## Teks Bacaan
Gustav Klimt - Birnbaum (1903)
Popper
mengutip secara jenaka—atau memang kutpan itu bermaksud parodi?—kata-kata J.H.
Stirling: “Jadi, filsafat Hegel adalah … pemikiran yang begitu dalam sehingga
filsafatnya itu sebagian besar tak dapat dipahami ….” Lalu saya teringat guyon
Zizek, satu-satunya yang bisa mengerti
Hegel hanyalah Hegel sendiri.
Saya
piker istilah Stirling tersebut bisa juga kita sematkan pada sosok
Derrida—setidaknya bagi nalar awam seperti saya. Barangkali sudah lima atau
empat tahun setelah saya membaca Derrida yang diulas Mohammad Fayyadl, belum
juga saya benar-benar yakin apakah saya bisa sungguh memahami Derrida ataukah
tidak.
Memang
saya menyerap beberapa istilah yang digunakan Derrida. Semisal difference,
oposisi biner, gramatologi, metafisika kehadiran, aphoria, dan—yang paling
tersohor—dekontruksi. Tapi seringkali saya gunakan itu sebagai perangkat
retorika saja yang terkesan gagah-gagahan. Sedangkan jauh dalam lubuk hati
saya, masih tersisa segumuk ragu perihal apakah saya benar-benar mengerti
terminologi yang baru saja saya pakai.
Of Grammatologi
adalah salah satu magnum opus Derrida. Saking jelimetnya karya Derrida ini,
seorang mahasiswa filsafat akhirnya bikin kamus kecil (semacam glosarium?)

## Perintah Tugas
Lanjutkan esai tentang sulitnya memahami Derrida di atas, mulai tepat setelah bagian terakhirnya.

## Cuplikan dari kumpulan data
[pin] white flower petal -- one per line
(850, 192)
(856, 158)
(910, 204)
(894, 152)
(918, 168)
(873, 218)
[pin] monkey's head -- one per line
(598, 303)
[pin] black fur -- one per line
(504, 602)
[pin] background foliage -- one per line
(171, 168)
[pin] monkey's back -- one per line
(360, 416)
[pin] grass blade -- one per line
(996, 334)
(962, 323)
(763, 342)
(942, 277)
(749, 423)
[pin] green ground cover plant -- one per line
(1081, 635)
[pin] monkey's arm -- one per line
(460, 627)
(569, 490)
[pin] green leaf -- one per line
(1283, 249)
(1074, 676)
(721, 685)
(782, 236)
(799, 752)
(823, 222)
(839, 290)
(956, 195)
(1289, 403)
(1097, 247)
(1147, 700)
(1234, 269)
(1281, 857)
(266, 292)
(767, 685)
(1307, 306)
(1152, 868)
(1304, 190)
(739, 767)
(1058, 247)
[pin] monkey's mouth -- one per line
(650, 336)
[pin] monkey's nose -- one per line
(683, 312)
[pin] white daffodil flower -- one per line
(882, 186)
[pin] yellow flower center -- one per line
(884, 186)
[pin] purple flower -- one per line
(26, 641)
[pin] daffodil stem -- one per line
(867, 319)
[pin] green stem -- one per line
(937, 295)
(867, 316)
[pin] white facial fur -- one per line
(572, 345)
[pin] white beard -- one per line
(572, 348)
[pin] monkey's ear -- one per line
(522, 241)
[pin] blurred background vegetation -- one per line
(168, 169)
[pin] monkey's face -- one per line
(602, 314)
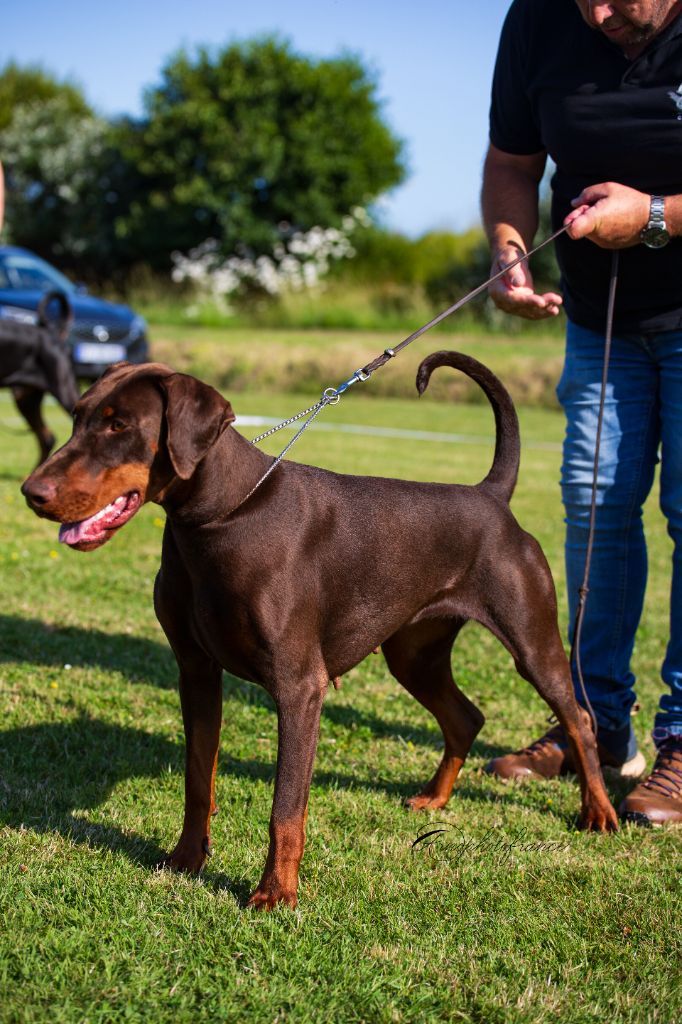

## Jawaban
untuk istilah-istilah Derrida dalam Of
Grammatology. Di amazon juga saya temui sebuah kamus khusus yang berisi
istilah-istilah asing yang diciptakan Derrida, berjudul Derrida Dictionary, disusun oleh Simon Morgan Wortham.
Upaya
mengompilasikan vokabulari Derridean ini mungkin bisa mematahkan asumsi saya di
awal, bahwa yang bisa memahami Derrida hanyalah Derrida itu sendiri dan
sebagian besar filsafatnya tak mampu dipahami. Yang unik dari Derrida justru,
ia menawarkan cara pembacaan teks yang meskipun melelahkan tapi akan menemukan
satu angle gagasan baru. Sederhananya
oleh Fayyadl, dekonstruksi, adalah cara pembacaan rumit yang menemukan sesuatu
yang tak diduga-duga oleh sang penulis.
Memang
sih, sepengalaman saya yang masih sangat awam ini, seringkali kita menulis apa
yang saya tidak sadari dan rencanakan, juga seringkali saya menulis sesuatu
yang bahkan tidak saya sepakati. Maka, di sanalah pembaca sebagai co-writer dapat menemukan hal-hal tak
terduga yang jauh lebih luas.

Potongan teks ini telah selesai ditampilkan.